That Bad Leader Still Got Paid $46M a Year


    Merrill Lynch ousts CEO O'Neal –

    I don't pretend to know the first thing about investment banking other than it's a lucrative career. I might get accused of kicking a guy while he's down, but “retiring” investment CEO's get such a golden parachute ($161 Million in pension and stock), Stan O'Neal is hardly “down.”

    I wonder if the articles about his leadership used to be glowing, when he was a successful CEO. Now that the firm has suffered a huge loss and O'Neal has been forced out, he's now being painted as a bad leader.

    From this week's WSJ article on his departure:

    Mr. O'Neal's talent and steely drive came with a tragic flaw: He didn't much engage in debate, kept his own counsel and had little use for the kind of strong-willed subordinates who might have helped him steer clear of the subprime troubles that brought him down. In the early years of his tenure, which began in 2002, Mr. O'Neal purged the firm of many of its longtime senior employees and later fired some of those considered his allies.

    “He was uncomfortable around independent people [with] views which might be different than his, and whose loyalty was to the firm rather than to him personally,” said Barry Friedberg, Merrill's longtime head of investment banking in the 1980s and 1990s. Mr. Friedberg retired in 2003, after he tried unsuccessfully to offer Mr. O'Neal advice. (WSJ)

    It's a shame, considering that O'Neal is a real American rags-to-riches success story, who started his career at General Motors, of all places.

    “During his days in the auto business, an auto assembly-line foreman pointed out Mr. O'Neal's strong Southern drawl. Mr. O'Neal took speech lessons that gave him perfect diction, an associate recalls.” (WSJ)

──────

**INSTRUCTIONS TO FOLLOW**
Write the next few paragraphs of the post on Stan O'Neal's exit from Merrill Lynch, picking up after its last quoted passage.

**COLLECTED DATA**

──────

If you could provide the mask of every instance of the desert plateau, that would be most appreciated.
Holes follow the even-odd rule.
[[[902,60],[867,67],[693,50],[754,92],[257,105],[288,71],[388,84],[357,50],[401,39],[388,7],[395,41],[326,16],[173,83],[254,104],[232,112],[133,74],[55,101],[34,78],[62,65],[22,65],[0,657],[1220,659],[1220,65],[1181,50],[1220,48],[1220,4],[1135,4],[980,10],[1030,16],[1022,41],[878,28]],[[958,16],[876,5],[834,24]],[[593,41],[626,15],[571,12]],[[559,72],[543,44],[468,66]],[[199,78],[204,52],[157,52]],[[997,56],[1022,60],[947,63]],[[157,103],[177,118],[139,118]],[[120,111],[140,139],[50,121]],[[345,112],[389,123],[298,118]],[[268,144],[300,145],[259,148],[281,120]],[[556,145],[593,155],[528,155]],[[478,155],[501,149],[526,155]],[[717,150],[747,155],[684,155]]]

──────

**EXPECTED OUTPUT**
    It's just a shame, though, when you see a leader who isn't strong enough to stomach or stand up to those who disagree with him (or her).

    There were signs that he was purging those who weren't allied with him, but the company looked the other way because the results were strong. In the Lean mindset (I guess there is a tie in here), we're not only focused on results, we're also focused on the process and the philosophy for how we get those results. It's safe to assume that the Merrill board consisted of typical management-by-objective types, who only cared about the results. Once the results turned dramatically bad… suddenly O'Neal was a bad leader. Same guy, different results, different judgment from the MBO crowd.

    “Mr. O'Neal's aloof management style was on display at the firm's quarterly operations-committee meetings in the boardroom on the 33rd floor of Merrill's lower Manhattan headquarters. Instead of fostering freewheeling interchanges, the meetings were often staged and choreographed, with formal presentations to which Mr. O'Neal would ask questions but rarely entertain discussion, a former executive says.” (WSJ)

    I guess the lesson is that we can aspire to be better leaders, through Lean or not. But, is it financially rewarding to be a good (or great) leader?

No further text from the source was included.